Identifying normal mammograms in a large screening population using artificial intelligence



To evaluate the potential of artificial intelligence (AI) to identify normal mammograms in a screening population.


In this retrospective study, 9581 double-read mammography screening exams including 68 screen-detected cancers and 187 false positives, a subcohort of the prospective population-based Malmö Breast Tomosynthesis Screening Trial, were analysed with a deep learning–based AI system. The AI system categorises mammograms with a cancer risk score increasing from 1 to 10. The effect on cancer detection and false positives of excluding mammograms below different AI risk thresholds from reading by radiologists was investigated. A panel of three breast radiologists assessed the radiographic appearance, type, and visibility of screen-detected cancers assigned low-risk scores (≤ 5). The reduction of normal exams, cancers, and false positives for the different thresholds was presented with 95% confidence intervals (CI).


If mammograms scored 1 and 2 were excluded from screen-reading, 1829 (19.1%; 95% CI 18.3–19.9) exams could be removed, including 10 (5.3%; 95% CI 2.1–8.6) false positives but no cancers. In total, 5082 (53.0%; 95% CI 52.0–54.0) exams, including 7 (10.3%; 95% CI 3.1–17.5) cancers and 52 (27.8%; 95% CI 21.4–34.2) false positives, had low-risk scores. All, except one, of the seven screen-detected cancers with low-risk scores were judged to be clearly visible.


The evaluated AI system can correctly identify a proportion of a screening population as cancer-free and also reduce false positives. Thus, AI has the potential to improve mammography screening efficiency.

Key Points

• Retrospective study showed that AI can identify a proportion of mammograms as normal in a screening population.

• Excluding normal exams from screening using AI can reduce false positives.


Breast cancer screening with mammography is one of the largest secondary prevention programmes in medicine and is widely implemented in high-income countries [1, 2]. The European screening guidelines recommend double-reading in order to increase screening sensitivity [3]. The double-reading procedure may be difficult to accomplish due to a shortage of radiologists specialising in breast imaging in many countries [4]. Daily reading of a large number of normal mammograms is a tedious task reducing the attractiveness of the field. Double-reading can also increase the risk of false positives [5]. Experiencing a false-positive screening can result in breast cancer–specific anxiety that can last up to 3 years [6]. Also, women with a false-positive screening are less likely to return for subsequent screening rounds [6].

(Records supplied)
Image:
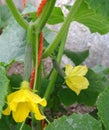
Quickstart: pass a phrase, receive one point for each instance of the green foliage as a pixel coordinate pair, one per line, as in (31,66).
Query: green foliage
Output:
(15,81)
(56,16)
(4,82)
(77,57)
(12,42)
(94,21)
(75,122)
(93,14)
(103,107)
(88,96)
(5,16)
(7,123)
(100,6)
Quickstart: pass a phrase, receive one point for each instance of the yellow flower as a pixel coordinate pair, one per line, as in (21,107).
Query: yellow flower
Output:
(75,78)
(22,102)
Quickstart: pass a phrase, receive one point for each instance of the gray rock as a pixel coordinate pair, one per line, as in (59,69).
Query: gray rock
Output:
(80,38)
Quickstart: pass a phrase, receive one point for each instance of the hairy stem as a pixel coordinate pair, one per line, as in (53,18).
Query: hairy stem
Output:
(16,14)
(54,73)
(63,29)
(42,19)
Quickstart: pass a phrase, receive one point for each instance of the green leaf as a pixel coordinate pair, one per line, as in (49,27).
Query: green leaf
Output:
(75,122)
(29,9)
(100,6)
(49,35)
(94,21)
(25,127)
(56,16)
(77,57)
(96,86)
(5,16)
(7,123)
(15,81)
(103,107)
(4,82)
(89,96)
(12,43)
(67,97)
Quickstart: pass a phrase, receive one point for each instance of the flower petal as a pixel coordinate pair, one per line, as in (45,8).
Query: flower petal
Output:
(21,112)
(77,83)
(38,114)
(35,109)
(7,111)
(68,69)
(32,97)
(79,70)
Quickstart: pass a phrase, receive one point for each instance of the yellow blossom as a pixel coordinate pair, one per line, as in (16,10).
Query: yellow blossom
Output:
(22,102)
(75,78)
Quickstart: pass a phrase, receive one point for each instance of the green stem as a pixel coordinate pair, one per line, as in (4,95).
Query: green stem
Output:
(17,15)
(22,126)
(39,77)
(28,55)
(27,62)
(54,73)
(42,19)
(63,29)
(36,61)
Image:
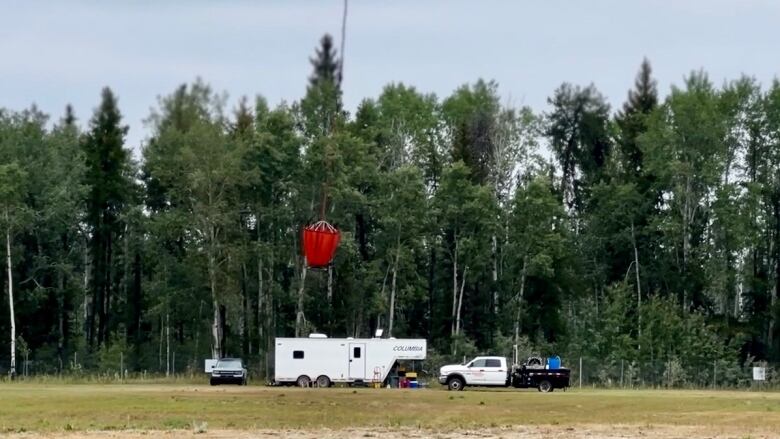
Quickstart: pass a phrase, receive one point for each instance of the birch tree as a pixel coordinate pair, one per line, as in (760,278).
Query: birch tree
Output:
(12,179)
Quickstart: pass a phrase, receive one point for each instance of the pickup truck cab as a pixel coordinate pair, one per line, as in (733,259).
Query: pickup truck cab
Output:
(496,372)
(481,371)
(228,371)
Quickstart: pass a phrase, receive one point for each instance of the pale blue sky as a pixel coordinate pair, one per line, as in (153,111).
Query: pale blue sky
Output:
(54,53)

(Exercise requirements)
1. Rewrite the text on AI screening of mammograms starting at "If mammograms scored" and ending at "mammography screening efficiency.", with "false positives" replaced by "false-positive results".
2. Write the next part of the text on AI screening of mammograms, picking up after its last sentence.

(Outputs for the tasks)
1.
If mammograms scored 1 and 2 were excluded from screen-reading, 1829 (19.1%; 95% CI 18.3–19.9) exams could be removed, including 10 (5.3%; 95% CI 2.1–8.6) false-positive results but no cancers. In total, 5082 (53.0%; 95% CI 52.0–54.0) exams, including 7 (10.3%; 95% CI 3.1–17.5) cancers and 52 (27.8%; 95% CI 21.4–34.2) false-positive results, had low-risk scores. All, except one, of the seven screen-detected cancers with low-risk scores were judged to be clearly visible.


The evaluated AI system can correctly identify a proportion of a screening population as cancer-free and also reduce false-positive results. Thus, AI has the potential to improve mammography screening efficiency.

2.
The advent of artificial intelligence (AI) in medical imaging could, however, provide means to improve the efficiency of mammography screening by reducing the need of human readers and avoid false positives [7]. Recent studies have shown that AI can reach a similar or even higher accuracy in reading mammograms than human readers [8,9,10,11], as well as in improving reader performance when used as a decision support [10, 12]. Many of these studies were performed on enriched datasets and studies on AI performance on pure screening data are still scarce.

The aim of this study was to evaluate the potential of a commercially available AI system to identify normal mammograms in a breast cancer screening population, thereby reducing workload related to the radiologists’ screen-reading and false positives. In addition, the characteristics of screen-detected cancers that were missed by the AI system were assessed.

Material and methods

The study was approved by the Regional Ethics Review Board (2009/770) and the Swedish Ethical Review Authority (2018/322). Informed consent was obtained.

Study population

A consecutive subcohort from the prospective population-based Malmö Breast Tomosynthesis Screening Trial [13], consisting of 9581 women aged 40–74 (mean age 57.6 ± 9.5) with double-read screening mammograms, was included. The screening intervals were 1.5 years until the age of 55 and thereafter biennial screening. The subcohort consisted of a consecutive inclusion of trial participants with two-view digital mammograms (Mammomat Inspiration, Siemens Healthcare GmbH) for which both raw and processed imaging data were available (February 2012 until May 2015). Of the 9581 women, 255 were recalled (recall rate 2.7%) resulting in 68 screen-detected cancers (cancer detection rate 7.1/1000) and 187 false positives. Ground truth was based on histology of surgical specimen or core-needle biopsies and with a cross-reference to a regional cancer register. A normal mammogram was defined as free of screen-detected cancer. Participants in the Malmö Breast Tomosynthesis Screening Trial were also examined with tomosynthesis, but for the purpose of this study, only the independent mammography reading results were taken into account.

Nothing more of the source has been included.